* _Recorded data_:
----

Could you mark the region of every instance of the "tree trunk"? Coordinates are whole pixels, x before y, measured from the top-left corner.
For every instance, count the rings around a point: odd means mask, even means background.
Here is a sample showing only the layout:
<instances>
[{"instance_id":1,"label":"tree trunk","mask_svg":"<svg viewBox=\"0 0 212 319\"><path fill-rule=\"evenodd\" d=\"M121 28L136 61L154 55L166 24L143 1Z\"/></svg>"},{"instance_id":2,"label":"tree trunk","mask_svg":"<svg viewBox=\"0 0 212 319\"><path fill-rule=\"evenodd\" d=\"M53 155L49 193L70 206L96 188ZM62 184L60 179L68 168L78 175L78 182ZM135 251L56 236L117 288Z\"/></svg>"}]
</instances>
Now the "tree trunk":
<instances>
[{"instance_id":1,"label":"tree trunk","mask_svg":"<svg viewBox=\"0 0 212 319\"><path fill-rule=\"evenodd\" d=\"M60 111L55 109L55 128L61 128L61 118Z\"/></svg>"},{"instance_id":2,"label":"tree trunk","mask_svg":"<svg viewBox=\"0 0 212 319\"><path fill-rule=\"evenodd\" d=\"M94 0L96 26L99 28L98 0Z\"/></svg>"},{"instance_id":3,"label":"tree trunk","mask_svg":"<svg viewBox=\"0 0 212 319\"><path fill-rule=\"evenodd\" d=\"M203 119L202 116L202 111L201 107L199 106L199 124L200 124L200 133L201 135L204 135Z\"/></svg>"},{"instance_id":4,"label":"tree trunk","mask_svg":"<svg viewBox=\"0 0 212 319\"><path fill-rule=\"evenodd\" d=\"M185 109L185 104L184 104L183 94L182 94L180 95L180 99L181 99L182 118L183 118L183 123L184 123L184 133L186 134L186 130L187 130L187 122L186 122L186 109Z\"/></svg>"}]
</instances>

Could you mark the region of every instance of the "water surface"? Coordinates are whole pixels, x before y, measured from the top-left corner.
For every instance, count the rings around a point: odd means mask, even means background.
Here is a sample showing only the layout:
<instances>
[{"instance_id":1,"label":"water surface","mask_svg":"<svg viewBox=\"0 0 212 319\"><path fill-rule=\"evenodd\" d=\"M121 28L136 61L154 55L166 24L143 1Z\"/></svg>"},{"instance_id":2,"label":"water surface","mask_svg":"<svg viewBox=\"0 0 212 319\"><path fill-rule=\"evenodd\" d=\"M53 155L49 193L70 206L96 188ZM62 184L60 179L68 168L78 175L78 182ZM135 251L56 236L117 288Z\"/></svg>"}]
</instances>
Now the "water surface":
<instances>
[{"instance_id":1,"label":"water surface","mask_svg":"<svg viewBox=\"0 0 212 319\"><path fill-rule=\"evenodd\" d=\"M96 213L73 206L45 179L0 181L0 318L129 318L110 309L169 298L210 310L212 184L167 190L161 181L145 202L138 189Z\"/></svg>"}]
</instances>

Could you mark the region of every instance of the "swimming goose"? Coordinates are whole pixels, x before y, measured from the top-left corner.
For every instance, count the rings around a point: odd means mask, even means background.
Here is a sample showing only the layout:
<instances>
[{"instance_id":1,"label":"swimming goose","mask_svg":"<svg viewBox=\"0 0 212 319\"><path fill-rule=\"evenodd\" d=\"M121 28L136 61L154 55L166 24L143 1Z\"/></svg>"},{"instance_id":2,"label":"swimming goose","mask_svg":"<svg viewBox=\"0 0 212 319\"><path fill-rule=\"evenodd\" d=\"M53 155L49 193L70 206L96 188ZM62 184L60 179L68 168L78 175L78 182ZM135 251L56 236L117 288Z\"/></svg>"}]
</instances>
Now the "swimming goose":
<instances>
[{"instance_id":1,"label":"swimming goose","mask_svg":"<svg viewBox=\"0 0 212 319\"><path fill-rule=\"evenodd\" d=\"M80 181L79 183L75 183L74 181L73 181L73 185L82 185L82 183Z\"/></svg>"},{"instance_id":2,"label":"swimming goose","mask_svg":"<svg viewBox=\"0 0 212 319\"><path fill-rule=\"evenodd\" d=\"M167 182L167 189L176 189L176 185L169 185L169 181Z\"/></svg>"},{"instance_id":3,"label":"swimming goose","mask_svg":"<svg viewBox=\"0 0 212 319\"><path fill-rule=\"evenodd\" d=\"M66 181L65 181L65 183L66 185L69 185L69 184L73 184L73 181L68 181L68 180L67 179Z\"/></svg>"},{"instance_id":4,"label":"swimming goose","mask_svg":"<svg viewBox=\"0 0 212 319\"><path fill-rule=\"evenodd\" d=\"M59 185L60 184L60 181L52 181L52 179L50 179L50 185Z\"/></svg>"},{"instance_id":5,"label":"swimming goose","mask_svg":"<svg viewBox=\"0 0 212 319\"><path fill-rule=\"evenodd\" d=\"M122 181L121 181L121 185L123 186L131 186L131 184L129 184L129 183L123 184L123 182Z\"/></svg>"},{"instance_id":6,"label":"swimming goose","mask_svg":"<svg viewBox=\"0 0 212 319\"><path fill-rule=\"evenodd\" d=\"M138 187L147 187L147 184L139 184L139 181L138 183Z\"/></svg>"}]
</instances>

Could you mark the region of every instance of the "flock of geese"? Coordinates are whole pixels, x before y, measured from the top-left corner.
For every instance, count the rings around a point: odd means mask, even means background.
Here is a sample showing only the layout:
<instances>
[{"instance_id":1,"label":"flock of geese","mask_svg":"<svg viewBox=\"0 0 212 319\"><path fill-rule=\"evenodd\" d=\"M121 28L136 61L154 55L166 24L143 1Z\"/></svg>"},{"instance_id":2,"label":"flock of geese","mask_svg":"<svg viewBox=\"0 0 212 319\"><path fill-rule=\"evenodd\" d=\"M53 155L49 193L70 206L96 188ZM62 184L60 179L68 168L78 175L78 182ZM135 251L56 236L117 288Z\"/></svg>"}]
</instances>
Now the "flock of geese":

----

* _Goal_: Provide all the records again, word for word.

* _Solution to this exercise_:
Could you mark the region of every instance of the "tree trunk"? Coordinates are whole pixels, x before y, measured from the top-left corner.
For every instance, count the rings around a point: odd means mask, even means background.
Here is a sample showing only the layout:
<instances>
[{"instance_id":1,"label":"tree trunk","mask_svg":"<svg viewBox=\"0 0 212 319\"><path fill-rule=\"evenodd\" d=\"M121 28L136 61L154 55L166 24L143 1Z\"/></svg>"},{"instance_id":2,"label":"tree trunk","mask_svg":"<svg viewBox=\"0 0 212 319\"><path fill-rule=\"evenodd\" d=\"M53 155L49 193L70 206L96 188ZM62 184L60 179L68 168L78 175L78 182ZM135 251L56 236L117 288Z\"/></svg>"}]
</instances>
Now the "tree trunk":
<instances>
[{"instance_id":1,"label":"tree trunk","mask_svg":"<svg viewBox=\"0 0 212 319\"><path fill-rule=\"evenodd\" d=\"M60 111L55 109L55 128L61 128L61 118Z\"/></svg>"},{"instance_id":2,"label":"tree trunk","mask_svg":"<svg viewBox=\"0 0 212 319\"><path fill-rule=\"evenodd\" d=\"M94 0L96 26L99 28L98 0Z\"/></svg>"},{"instance_id":3,"label":"tree trunk","mask_svg":"<svg viewBox=\"0 0 212 319\"><path fill-rule=\"evenodd\" d=\"M203 119L202 116L202 111L201 107L199 106L199 124L200 124L200 133L201 135L204 135Z\"/></svg>"},{"instance_id":4,"label":"tree trunk","mask_svg":"<svg viewBox=\"0 0 212 319\"><path fill-rule=\"evenodd\" d=\"M185 109L185 104L184 104L183 94L182 94L180 95L180 99L181 99L182 118L183 118L183 123L184 123L184 133L186 134L186 130L187 130L187 122L186 122L186 109Z\"/></svg>"}]
</instances>

Could you mark the region of every instance of the "water surface"? Coordinates are whole pixels, x before y, measured from the top-left corner.
For every instance, count the rings around a point: odd means mask, even means background.
Here is a sample showing only the layout:
<instances>
[{"instance_id":1,"label":"water surface","mask_svg":"<svg viewBox=\"0 0 212 319\"><path fill-rule=\"evenodd\" d=\"M121 28L136 61L154 55L166 24L143 1Z\"/></svg>"},{"instance_id":2,"label":"water surface","mask_svg":"<svg viewBox=\"0 0 212 319\"><path fill-rule=\"evenodd\" d=\"M53 155L49 193L70 206L96 188ZM62 184L60 179L68 168L78 175L78 182ZM135 251L56 236L117 288Z\"/></svg>"}]
</instances>
Now the "water surface":
<instances>
[{"instance_id":1,"label":"water surface","mask_svg":"<svg viewBox=\"0 0 212 319\"><path fill-rule=\"evenodd\" d=\"M96 213L73 206L45 179L0 181L0 318L129 318L110 309L169 298L210 310L212 184L167 190L161 181L145 202L138 189Z\"/></svg>"}]
</instances>

Could you mark the region of every instance of the "swimming goose"? Coordinates are whole pixels, x before y, measured from the top-left corner.
For every instance, count the rings around a point: odd means mask, even means background.
Here is a sample showing only the layout:
<instances>
[{"instance_id":1,"label":"swimming goose","mask_svg":"<svg viewBox=\"0 0 212 319\"><path fill-rule=\"evenodd\" d=\"M121 28L136 61L154 55L166 24L143 1Z\"/></svg>"},{"instance_id":2,"label":"swimming goose","mask_svg":"<svg viewBox=\"0 0 212 319\"><path fill-rule=\"evenodd\" d=\"M53 155L49 193L70 206L96 188ZM62 184L60 179L68 168L78 175L78 182ZM135 251L56 236L117 288Z\"/></svg>"}]
</instances>
Now the "swimming goose":
<instances>
[{"instance_id":1,"label":"swimming goose","mask_svg":"<svg viewBox=\"0 0 212 319\"><path fill-rule=\"evenodd\" d=\"M80 181L79 183L75 183L74 181L73 181L73 185L82 185L82 183Z\"/></svg>"},{"instance_id":2,"label":"swimming goose","mask_svg":"<svg viewBox=\"0 0 212 319\"><path fill-rule=\"evenodd\" d=\"M167 182L167 189L176 189L176 185L169 185L169 181Z\"/></svg>"},{"instance_id":3,"label":"swimming goose","mask_svg":"<svg viewBox=\"0 0 212 319\"><path fill-rule=\"evenodd\" d=\"M66 181L65 181L65 183L66 185L69 185L69 184L73 184L73 181L68 181L68 180L67 179Z\"/></svg>"},{"instance_id":4,"label":"swimming goose","mask_svg":"<svg viewBox=\"0 0 212 319\"><path fill-rule=\"evenodd\" d=\"M59 185L60 184L60 181L52 181L52 179L50 179L50 185Z\"/></svg>"},{"instance_id":5,"label":"swimming goose","mask_svg":"<svg viewBox=\"0 0 212 319\"><path fill-rule=\"evenodd\" d=\"M122 181L121 181L121 185L123 186L131 186L131 184L129 184L129 183L123 184L123 182Z\"/></svg>"},{"instance_id":6,"label":"swimming goose","mask_svg":"<svg viewBox=\"0 0 212 319\"><path fill-rule=\"evenodd\" d=\"M138 187L147 187L147 184L139 184L139 181L138 183Z\"/></svg>"}]
</instances>

Could you mark the region of every instance of the "flock of geese"? Coordinates are whole pixels, x before y, measured from the top-left corner.
For every instance, count the rings around a point: odd means mask, even means background.
Here is a sample showing only the layout:
<instances>
[{"instance_id":1,"label":"flock of geese","mask_svg":"<svg viewBox=\"0 0 212 319\"><path fill-rule=\"evenodd\" d=\"M121 28L136 61L154 55L166 24L143 1Z\"/></svg>"},{"instance_id":2,"label":"flock of geese","mask_svg":"<svg viewBox=\"0 0 212 319\"><path fill-rule=\"evenodd\" d=\"M53 155L49 193L70 206L96 188ZM62 184L60 179L68 168L78 175L78 182ZM135 251L56 236L117 288Z\"/></svg>"}]
</instances>
Now the "flock of geese":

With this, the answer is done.